# INPUT ROWS
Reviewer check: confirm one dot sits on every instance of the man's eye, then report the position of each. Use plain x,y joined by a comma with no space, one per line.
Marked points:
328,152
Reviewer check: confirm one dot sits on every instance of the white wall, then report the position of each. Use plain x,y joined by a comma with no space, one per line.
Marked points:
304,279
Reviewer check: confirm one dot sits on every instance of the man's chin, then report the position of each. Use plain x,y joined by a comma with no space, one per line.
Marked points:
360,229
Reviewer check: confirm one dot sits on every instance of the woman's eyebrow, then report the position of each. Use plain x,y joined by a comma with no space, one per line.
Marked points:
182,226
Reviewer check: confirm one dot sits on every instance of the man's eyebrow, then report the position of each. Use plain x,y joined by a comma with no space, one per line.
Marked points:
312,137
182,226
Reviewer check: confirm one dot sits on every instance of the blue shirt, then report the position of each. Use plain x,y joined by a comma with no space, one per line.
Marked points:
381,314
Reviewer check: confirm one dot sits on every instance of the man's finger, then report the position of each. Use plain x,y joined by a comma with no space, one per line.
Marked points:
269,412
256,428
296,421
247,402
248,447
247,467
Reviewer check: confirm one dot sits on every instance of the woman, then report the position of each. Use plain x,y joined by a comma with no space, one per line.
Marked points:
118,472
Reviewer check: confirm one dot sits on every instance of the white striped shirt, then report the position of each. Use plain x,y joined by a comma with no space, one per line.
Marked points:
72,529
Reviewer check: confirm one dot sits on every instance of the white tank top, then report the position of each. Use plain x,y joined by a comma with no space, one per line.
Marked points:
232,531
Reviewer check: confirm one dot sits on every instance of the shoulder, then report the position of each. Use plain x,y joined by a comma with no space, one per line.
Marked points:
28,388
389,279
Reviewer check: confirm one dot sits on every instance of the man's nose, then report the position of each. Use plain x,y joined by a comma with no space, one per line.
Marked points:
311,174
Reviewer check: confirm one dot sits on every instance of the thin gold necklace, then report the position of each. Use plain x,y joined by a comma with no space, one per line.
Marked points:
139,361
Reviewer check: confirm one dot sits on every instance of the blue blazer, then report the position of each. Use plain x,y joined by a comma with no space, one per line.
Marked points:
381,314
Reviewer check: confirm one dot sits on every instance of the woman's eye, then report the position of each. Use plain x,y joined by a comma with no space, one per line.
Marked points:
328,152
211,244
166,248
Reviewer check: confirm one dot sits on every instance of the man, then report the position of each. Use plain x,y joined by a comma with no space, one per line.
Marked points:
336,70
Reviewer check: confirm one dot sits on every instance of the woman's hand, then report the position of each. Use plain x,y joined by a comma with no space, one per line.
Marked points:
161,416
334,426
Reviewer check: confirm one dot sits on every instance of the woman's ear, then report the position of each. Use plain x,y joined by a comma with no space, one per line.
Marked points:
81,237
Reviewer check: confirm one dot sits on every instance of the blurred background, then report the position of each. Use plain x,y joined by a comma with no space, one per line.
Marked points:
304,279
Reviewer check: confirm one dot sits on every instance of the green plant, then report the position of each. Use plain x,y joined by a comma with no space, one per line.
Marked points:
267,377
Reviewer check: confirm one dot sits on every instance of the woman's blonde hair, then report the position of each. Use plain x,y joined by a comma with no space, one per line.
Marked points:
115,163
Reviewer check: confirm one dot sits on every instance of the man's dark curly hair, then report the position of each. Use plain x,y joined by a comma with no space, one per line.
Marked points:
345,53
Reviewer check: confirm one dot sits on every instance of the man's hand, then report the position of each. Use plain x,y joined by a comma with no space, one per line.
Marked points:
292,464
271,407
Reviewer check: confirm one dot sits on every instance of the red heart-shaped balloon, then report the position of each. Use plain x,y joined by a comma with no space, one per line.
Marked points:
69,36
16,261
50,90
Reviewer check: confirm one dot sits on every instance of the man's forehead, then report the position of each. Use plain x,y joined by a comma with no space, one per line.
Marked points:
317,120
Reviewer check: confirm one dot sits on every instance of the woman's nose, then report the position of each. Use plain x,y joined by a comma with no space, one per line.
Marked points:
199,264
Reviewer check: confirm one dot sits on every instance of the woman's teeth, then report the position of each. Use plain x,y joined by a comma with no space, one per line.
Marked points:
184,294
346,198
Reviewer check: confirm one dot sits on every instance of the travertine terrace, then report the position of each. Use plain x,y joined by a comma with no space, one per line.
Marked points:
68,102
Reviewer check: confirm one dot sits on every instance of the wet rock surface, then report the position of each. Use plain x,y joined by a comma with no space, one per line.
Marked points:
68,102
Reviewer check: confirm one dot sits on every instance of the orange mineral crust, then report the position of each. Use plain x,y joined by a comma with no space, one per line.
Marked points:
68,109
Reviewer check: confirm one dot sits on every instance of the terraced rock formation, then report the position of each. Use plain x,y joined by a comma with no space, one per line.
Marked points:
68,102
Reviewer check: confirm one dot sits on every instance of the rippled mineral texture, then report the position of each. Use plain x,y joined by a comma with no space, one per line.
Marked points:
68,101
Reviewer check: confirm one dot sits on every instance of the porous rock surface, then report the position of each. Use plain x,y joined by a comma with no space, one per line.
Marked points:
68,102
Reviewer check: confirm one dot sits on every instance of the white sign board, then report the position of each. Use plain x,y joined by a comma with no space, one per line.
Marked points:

# TASK GOAL
Please arrange every line of the material above as a numbered list, leaving out any blank lines.

# TASK SOLUTION
1. Reviewer check: confirm one dot sits on every instance of the man's eye, then report the position of each. Use plain x,y joined by a comma with no space, one per line.
2. Marked points:
3. 328,152
4. Reviewer check: confirm one dot sits on every instance of the white wall, then report the position of each. Use plain x,y joined by a comma with no space, one per line.
5. Marked points:
6. 304,279
7. Reviewer check: confirm one dot sits on every instance of the man's chin, then report the position of each. Use plain x,y joined by a comma with no space, one per line.
8. Marked points:
9. 360,229
10. Reviewer check: confirm one dot sits on every instance of the woman's eyebrow, then report the position of each. Use plain x,y joined by a comma with no space, one per line.
11. Marked points:
12. 182,226
13. Reviewer check: confirm one dot sits on every instance of the man's eyebrow, then report the position of each. Use plain x,y joined by a comma with no space, one per line.
14. Marked points:
15. 312,137
16. 182,226
17. Reviewer check: confirm one dot sits on every instance of the blue shirt, then report the position of each. Use plain x,y joined by a comma with no space, one per line.
18. Marked points:
19. 381,314
20. Reviewer check: confirm one dot sits on every instance of the man's finger, then report the position of each. Use plain x,y joined by a comma with no space, one per line.
21. Marked points:
22. 269,412
23. 256,428
24. 296,421
25. 247,402
26. 248,447
27. 247,467
28. Reviewer check: confirm one dot sits on every instance of the woman, then report the position of each. Use plain x,y joined by a comma with no space, one per line.
29. Marked points:
30. 118,472
31. Reviewer check: confirm one dot sits on every instance of the white striped shirt, then report the position of each. Use plain x,y joined by a comma with no space, one per line.
32. Marked points:
33. 72,529
34. Reviewer check: confirm one dot sits on every instance of the white tank top, then report the position of each. Use plain x,y joined by a comma with no space, one per line.
35. Marked points:
36. 232,531
37. Reviewer check: confirm one dot sits on every instance of the shoulder, then report the position of each. Use plain x,y joined by a comma with no space, one per line.
38. Marked points:
39. 28,388
40. 389,279
41. Reviewer check: confirm one dot sits on every instance of the man's nose, then report the position of each. Use plain x,y joined by a comma with no space, one per line.
42. Marked points:
43. 311,174
44. Reviewer check: confirm one dot sits on every instance of the thin gold necklace, then report the position of each. Use plain x,y joined by a comma with no space, one per line.
45. Marked points:
46. 139,361
47. Reviewer check: confirm one dot sits on every instance of the blue blazer, then report the position of each. Use plain x,y joined by a comma with no space, one per line.
48. Marked points:
49. 381,314
50. Reviewer check: confirm one dot sits on every instance of the woman's eye, then report the position of each. Use plain x,y joined by a comma with no space, one per line.
51. Marked points:
52. 328,152
53. 211,244
54. 166,248
55. Reviewer check: confirm one dot sits on every instance of the man, then report the position of each. Use plain x,y joined by a comma with no space, one per line.
56. Marked points:
57. 336,70
58. Reviewer check: confirm one dot sits on every instance of the woman's hand, then report the position of each. Use plain x,y joined by a comma with no space, one per line.
59. Marked points:
60. 161,416
61. 334,426
62. Reviewer check: confirm one dot sits on every instance of the woman's ear, then report the position of each. Use plain x,y joined by a comma with no space, one per line.
63. Marked points:
64. 81,237
65. Reviewer check: confirm one dot sits on every instance of the blurred background, then report the position of each. Use plain x,y joined by a comma with no space, one per line.
66. Marked points:
67. 304,279
68. Reviewer check: confirm one dot sits on every instance of the green plant, then report the position of each. Use plain x,y joined by a comma with no space, one per line.
69. Marked points:
70. 267,377
71. Reviewer check: confirm one dot sits on every instance of the woman's blonde hair, then report the position of each. Use plain x,y joined by a comma with no space, one per line.
72. Marked points:
73. 115,163
74. Reviewer check: confirm one dot sits on every instance of the man's dark curly hair, then report the position of each. Use plain x,y joined by a comma with no space, one per line.
75. Marked points:
76. 345,53
77. Reviewer check: confirm one dot sits on every instance of the man's hand, then report the position of each. Use plain x,y joined by a comma with no space, one per line.
78. Marked points:
79. 292,464
80. 271,407
81. Reviewer check: confirm one dot sits on every instance of the red heart-shaped balloon, then report the position of each. Use plain x,y joined by a comma with no space, one per line.
82. Marked points:
83. 69,36
84. 16,261
85. 50,90
86. Reviewer check: confirm one dot sits on every instance of the man's forehead, then report the position of each. Use plain x,y joined by a comma with no space, one per line.
87. Marked points:
88. 317,120
89. Reviewer check: confirm one dot sits on every instance of the woman's nose, then report the position of each. Use plain x,y joined by a comma with no space, one per line.
90. Marked points:
91. 199,264
92. Reviewer check: confirm one dot sits on every instance of the woman's teeth, then report the position of each. Use plain x,y joined by a comma with no space, one per line.
93. Marked points:
94. 184,294
95. 346,198
96. Reviewer check: confirm one dot sits on every instance of the travertine terrace, then report the position of each. Use plain x,y joined by a comma with no space, one per line.
97. Marked points:
98. 68,102
99. Reviewer check: confirm one dot sits on every instance of the wet rock surface, then report the position of each. Use plain x,y joined by a comma with no space, one per line.
100. Marked points:
101. 68,102
102. Reviewer check: confirm one dot sits on every instance of the orange mineral crust, then report the position of each. Use plain x,y joined by a comma with no space, one per line.
103. Marked points:
104. 68,109
105. Reviewer check: confirm one dot sits on every instance of the terraced rock formation, then report the position of each. Use plain x,y joined by a comma with no space, one per line.
106. Marked points:
107. 68,102
108. Reviewer check: confirm one dot sits on every instance of the rippled mineral texture, then report the position of each. Use plain x,y joined by a comma with no space, one per line.
109. Marked points:
110. 68,101
111. Reviewer check: confirm one dot sits on every instance of the porous rock surface, then report the position of each. Use plain x,y joined by a comma with no space, one per line.
112. Marked points:
113. 68,102
114. Reviewer check: confirm one dot sits on every instance of the white sign board, then report the position of each. Use plain x,y joined by a comma with no space, one per line.
115. Marked points:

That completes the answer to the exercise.